[Natural-language object grounding data]
★ ★ ★ ★ ★ ★ ★

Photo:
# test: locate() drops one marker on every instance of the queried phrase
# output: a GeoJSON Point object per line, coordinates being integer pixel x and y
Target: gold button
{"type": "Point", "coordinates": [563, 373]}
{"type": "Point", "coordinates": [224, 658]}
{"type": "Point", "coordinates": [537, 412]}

★ ★ ★ ★ ★ ★ ★

Exact copies of every record are required.

Photo:
# test: locate() drops one marker on every instance of the queried phrase
# output: a GeoJSON Point object per line, coordinates being integer pixel x and y
Target: gold button
{"type": "Point", "coordinates": [563, 373]}
{"type": "Point", "coordinates": [224, 658]}
{"type": "Point", "coordinates": [537, 412]}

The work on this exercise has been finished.